▶ WORK ITEM
Your reply should hold only the lines from the records below where "cone" occurs.

▶ Items from a dataset
********

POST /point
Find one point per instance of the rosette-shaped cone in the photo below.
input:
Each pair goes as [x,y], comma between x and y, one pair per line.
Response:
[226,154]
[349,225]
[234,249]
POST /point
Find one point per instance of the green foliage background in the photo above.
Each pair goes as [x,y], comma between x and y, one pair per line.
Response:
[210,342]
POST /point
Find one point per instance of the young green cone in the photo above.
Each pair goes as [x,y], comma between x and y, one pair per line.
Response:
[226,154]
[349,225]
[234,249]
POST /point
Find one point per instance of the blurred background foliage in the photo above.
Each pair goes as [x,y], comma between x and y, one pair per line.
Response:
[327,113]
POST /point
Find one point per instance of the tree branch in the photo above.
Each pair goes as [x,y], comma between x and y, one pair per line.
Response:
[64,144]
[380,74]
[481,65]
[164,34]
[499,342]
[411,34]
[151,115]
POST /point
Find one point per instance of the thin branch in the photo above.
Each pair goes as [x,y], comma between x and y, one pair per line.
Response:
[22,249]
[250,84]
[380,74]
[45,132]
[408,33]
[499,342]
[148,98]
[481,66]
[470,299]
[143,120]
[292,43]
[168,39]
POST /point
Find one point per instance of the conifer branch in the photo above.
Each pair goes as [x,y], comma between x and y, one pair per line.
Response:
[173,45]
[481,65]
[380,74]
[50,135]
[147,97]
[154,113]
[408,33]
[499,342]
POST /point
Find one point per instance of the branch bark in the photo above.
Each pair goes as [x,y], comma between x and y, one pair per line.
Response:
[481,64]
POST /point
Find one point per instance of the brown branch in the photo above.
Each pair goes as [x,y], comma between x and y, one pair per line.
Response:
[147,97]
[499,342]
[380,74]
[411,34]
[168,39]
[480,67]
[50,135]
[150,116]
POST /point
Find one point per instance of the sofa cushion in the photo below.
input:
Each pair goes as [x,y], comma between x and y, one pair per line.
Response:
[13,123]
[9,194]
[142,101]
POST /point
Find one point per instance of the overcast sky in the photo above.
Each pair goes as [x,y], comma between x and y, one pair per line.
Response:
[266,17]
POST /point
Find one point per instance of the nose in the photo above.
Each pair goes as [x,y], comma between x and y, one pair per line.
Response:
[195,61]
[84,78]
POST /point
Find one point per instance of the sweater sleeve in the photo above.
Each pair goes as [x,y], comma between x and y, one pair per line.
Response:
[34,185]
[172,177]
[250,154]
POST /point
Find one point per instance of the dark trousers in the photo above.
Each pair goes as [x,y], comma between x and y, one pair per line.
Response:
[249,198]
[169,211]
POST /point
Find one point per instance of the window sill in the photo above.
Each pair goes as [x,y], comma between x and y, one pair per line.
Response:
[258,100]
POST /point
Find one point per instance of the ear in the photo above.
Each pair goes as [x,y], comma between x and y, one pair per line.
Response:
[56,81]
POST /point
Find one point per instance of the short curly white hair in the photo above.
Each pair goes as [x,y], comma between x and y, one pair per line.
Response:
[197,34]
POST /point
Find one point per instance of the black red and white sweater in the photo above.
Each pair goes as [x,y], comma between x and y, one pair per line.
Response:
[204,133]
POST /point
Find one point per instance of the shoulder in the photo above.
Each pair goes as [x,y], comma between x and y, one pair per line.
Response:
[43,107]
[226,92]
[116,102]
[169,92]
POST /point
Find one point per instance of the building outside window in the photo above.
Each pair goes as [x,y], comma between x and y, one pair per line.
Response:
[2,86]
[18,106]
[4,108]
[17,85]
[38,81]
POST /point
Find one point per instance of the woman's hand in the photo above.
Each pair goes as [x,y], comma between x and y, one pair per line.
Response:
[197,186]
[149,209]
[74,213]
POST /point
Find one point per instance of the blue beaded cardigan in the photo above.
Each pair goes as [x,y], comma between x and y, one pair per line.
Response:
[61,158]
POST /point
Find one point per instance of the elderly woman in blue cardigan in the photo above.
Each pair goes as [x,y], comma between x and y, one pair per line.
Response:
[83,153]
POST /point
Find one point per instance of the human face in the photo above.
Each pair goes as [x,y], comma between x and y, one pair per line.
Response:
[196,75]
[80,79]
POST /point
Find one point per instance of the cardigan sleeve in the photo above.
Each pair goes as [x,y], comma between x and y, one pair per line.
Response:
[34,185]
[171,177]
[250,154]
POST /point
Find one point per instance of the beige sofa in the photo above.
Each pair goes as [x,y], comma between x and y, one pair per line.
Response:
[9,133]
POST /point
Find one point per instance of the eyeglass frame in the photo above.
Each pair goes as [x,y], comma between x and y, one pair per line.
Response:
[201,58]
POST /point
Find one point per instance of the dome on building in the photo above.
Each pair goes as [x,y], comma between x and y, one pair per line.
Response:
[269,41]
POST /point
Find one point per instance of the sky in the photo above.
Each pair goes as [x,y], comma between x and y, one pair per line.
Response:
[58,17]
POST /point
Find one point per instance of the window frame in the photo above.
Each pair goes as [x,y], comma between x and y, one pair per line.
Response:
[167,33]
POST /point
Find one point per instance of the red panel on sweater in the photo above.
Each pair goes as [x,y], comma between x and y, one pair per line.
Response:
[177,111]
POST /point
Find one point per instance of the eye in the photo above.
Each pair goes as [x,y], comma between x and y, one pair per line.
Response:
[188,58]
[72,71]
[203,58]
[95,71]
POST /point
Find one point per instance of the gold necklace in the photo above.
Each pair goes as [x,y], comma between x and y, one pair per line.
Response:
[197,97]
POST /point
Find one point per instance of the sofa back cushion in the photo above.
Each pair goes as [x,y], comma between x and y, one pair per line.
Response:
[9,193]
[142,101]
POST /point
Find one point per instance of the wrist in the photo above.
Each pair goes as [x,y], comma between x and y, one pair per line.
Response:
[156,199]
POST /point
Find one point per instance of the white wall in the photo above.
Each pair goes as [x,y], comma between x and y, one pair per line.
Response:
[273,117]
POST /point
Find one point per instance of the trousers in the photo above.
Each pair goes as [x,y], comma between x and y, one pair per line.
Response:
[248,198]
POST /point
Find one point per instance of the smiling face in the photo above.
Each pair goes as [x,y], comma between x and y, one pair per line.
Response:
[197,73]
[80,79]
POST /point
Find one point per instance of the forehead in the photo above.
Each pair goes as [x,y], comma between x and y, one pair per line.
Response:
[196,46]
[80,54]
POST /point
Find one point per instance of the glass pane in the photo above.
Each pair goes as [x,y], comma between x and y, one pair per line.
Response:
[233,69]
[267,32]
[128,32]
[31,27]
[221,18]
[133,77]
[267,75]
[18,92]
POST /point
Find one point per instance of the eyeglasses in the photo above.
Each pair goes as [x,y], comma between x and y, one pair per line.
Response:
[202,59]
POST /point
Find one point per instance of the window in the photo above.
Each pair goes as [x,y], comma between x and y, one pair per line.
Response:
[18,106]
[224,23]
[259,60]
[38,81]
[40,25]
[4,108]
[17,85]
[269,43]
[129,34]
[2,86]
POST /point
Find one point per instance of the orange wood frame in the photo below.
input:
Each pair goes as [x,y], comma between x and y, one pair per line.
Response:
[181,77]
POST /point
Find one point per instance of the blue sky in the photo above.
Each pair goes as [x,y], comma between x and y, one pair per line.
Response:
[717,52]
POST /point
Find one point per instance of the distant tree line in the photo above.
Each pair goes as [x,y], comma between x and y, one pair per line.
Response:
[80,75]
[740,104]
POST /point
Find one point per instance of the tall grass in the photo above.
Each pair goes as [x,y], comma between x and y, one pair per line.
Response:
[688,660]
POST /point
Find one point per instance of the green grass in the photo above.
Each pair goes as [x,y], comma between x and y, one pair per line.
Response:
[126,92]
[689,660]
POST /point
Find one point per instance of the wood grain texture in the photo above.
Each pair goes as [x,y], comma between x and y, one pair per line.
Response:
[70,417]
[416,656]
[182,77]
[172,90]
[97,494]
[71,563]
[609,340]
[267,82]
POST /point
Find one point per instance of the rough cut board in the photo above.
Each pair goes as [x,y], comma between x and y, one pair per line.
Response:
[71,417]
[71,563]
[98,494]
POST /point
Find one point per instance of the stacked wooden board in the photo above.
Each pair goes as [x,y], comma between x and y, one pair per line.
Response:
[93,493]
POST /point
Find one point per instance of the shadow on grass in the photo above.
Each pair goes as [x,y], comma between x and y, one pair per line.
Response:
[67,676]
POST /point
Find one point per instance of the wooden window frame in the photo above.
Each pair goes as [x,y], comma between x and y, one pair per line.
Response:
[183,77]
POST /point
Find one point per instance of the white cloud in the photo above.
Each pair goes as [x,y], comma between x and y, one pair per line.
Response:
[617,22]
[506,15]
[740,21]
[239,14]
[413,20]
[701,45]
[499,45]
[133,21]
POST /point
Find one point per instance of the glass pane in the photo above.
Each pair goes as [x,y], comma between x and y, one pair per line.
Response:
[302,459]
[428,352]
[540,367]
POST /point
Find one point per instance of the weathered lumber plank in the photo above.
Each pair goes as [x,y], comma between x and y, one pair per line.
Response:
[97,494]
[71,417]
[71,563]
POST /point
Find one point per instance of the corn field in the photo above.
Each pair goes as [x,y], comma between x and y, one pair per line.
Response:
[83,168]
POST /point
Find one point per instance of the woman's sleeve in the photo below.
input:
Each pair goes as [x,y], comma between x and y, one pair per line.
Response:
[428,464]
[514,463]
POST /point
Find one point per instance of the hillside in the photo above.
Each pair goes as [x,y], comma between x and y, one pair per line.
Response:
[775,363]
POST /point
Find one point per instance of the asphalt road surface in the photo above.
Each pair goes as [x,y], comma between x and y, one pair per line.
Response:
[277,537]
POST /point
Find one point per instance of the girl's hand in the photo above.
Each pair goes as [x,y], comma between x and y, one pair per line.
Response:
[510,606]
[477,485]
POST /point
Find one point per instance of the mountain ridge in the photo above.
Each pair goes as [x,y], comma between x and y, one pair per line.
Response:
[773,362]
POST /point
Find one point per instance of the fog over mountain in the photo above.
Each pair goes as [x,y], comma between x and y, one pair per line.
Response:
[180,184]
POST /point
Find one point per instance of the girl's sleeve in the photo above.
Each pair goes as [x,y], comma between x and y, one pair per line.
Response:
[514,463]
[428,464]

********

▶ WRITTEN ANSWER
Find one point per instance of the rosette-shaped cone in the photo below.
Find one point per instance of the young green cone in the photo above.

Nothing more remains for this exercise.